** Start Records for the task **

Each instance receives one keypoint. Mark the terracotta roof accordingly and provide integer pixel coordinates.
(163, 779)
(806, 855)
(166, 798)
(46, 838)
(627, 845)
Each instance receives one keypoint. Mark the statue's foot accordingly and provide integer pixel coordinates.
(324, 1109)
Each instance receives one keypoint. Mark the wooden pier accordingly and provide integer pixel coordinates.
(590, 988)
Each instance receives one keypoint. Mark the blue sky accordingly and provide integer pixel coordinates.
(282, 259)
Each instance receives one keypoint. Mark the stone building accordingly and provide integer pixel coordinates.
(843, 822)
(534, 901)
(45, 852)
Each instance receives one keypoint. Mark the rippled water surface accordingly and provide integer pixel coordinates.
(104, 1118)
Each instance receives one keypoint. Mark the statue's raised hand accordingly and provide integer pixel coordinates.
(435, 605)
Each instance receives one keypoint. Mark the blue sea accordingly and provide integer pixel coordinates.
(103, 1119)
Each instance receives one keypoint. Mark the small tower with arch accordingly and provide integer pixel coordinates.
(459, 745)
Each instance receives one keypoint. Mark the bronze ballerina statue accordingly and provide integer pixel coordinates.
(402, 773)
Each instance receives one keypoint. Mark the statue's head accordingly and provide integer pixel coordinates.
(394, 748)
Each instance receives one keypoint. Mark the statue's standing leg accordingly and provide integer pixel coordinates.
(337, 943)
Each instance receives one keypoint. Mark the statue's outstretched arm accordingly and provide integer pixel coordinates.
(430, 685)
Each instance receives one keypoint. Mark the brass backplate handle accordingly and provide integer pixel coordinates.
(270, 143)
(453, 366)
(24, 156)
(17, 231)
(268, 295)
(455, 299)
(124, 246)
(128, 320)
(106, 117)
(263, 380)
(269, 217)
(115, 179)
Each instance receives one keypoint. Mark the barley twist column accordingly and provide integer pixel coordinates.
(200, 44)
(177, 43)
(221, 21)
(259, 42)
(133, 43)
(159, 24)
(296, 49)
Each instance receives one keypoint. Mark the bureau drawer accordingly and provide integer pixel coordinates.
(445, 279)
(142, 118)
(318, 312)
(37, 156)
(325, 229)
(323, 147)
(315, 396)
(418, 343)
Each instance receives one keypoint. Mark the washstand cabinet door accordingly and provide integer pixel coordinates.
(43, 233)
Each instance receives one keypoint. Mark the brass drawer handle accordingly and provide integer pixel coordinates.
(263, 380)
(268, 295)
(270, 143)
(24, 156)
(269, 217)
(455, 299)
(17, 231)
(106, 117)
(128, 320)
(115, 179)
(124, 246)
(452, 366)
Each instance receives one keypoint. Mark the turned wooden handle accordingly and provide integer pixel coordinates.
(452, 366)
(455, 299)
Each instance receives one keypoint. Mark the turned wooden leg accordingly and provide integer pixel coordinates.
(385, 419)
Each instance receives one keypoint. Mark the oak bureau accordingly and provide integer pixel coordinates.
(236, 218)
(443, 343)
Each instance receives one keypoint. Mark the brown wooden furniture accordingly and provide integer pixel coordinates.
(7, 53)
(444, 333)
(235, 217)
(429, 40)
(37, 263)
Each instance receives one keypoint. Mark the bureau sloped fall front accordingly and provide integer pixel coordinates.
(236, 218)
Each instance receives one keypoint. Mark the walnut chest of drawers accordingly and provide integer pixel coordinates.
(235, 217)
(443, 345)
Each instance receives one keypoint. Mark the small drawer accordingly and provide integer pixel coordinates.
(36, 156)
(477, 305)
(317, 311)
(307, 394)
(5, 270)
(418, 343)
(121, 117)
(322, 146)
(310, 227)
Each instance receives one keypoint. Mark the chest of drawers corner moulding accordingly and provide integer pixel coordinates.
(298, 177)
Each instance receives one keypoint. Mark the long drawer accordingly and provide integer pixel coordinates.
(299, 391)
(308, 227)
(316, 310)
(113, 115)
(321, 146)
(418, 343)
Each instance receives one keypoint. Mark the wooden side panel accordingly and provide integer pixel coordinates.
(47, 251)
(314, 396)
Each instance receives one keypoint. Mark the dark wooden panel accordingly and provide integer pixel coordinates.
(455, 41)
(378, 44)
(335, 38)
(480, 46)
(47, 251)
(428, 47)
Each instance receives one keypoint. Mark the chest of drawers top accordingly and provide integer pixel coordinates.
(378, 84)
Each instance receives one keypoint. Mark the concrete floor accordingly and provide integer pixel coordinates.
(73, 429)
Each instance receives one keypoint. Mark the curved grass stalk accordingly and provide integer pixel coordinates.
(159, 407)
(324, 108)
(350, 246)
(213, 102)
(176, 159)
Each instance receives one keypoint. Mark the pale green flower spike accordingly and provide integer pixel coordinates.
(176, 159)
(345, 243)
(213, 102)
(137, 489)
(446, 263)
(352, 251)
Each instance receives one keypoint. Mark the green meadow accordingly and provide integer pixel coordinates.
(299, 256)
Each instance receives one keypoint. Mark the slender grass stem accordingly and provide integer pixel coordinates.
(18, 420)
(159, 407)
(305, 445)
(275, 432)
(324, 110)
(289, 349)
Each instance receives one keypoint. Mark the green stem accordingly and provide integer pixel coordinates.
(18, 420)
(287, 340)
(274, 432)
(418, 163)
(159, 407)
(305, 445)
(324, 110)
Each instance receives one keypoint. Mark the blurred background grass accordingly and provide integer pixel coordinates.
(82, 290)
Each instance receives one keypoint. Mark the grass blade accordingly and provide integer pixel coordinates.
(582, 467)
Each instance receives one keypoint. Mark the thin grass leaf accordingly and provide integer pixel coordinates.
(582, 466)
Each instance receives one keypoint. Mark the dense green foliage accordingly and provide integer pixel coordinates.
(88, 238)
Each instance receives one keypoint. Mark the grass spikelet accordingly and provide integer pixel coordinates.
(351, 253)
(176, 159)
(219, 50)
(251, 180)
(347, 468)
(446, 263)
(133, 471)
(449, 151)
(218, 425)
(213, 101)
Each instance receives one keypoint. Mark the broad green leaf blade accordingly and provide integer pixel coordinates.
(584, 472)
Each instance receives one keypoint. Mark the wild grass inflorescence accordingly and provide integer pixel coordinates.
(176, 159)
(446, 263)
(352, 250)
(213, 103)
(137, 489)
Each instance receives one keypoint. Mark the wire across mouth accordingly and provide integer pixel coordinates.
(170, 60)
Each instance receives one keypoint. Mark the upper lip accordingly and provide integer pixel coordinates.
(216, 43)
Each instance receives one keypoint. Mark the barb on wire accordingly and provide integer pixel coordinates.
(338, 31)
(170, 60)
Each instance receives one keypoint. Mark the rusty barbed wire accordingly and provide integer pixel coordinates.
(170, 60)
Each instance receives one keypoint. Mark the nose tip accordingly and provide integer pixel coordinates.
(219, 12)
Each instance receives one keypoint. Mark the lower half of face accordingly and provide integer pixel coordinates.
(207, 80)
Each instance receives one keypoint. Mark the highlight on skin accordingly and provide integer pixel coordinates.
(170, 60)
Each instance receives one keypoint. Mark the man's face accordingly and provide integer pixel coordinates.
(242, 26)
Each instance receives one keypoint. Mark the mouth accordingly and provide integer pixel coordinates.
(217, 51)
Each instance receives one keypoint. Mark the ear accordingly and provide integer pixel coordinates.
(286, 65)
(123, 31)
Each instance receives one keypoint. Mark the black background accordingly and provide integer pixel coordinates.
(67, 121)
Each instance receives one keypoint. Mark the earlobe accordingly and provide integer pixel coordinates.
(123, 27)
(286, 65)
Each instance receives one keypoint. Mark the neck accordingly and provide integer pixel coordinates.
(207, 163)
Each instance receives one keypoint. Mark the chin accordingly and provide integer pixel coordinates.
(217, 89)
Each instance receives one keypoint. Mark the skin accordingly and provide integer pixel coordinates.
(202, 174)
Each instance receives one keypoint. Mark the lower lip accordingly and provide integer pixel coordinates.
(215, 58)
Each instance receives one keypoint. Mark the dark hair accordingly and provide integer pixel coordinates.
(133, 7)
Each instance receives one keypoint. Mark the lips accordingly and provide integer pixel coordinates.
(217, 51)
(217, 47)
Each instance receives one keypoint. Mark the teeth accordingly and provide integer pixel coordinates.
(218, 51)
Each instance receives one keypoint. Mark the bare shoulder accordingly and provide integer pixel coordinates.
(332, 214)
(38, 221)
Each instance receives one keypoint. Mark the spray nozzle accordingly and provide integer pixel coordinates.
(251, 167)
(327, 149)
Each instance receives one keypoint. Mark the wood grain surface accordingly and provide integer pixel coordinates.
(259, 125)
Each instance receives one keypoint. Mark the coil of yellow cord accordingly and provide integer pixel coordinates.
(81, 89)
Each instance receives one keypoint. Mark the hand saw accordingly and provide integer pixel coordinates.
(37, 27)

** End Records for the task **

◆ Exercise aim
Lay out the stretch from the start of the records through the line that contains "(324, 1109)" as a numbered list, leaving out blank lines.

◆ Solved exercise
1. Each instance receives one keypoint. Mark the terracotta roof accordingly and provide integer pixel coordinates.
2. (163, 779)
3. (806, 855)
4. (166, 798)
5. (46, 838)
6. (627, 845)
7. Each instance receives one keypoint. Mark the statue's foot accordingly and provide integer pixel coordinates.
8. (324, 1109)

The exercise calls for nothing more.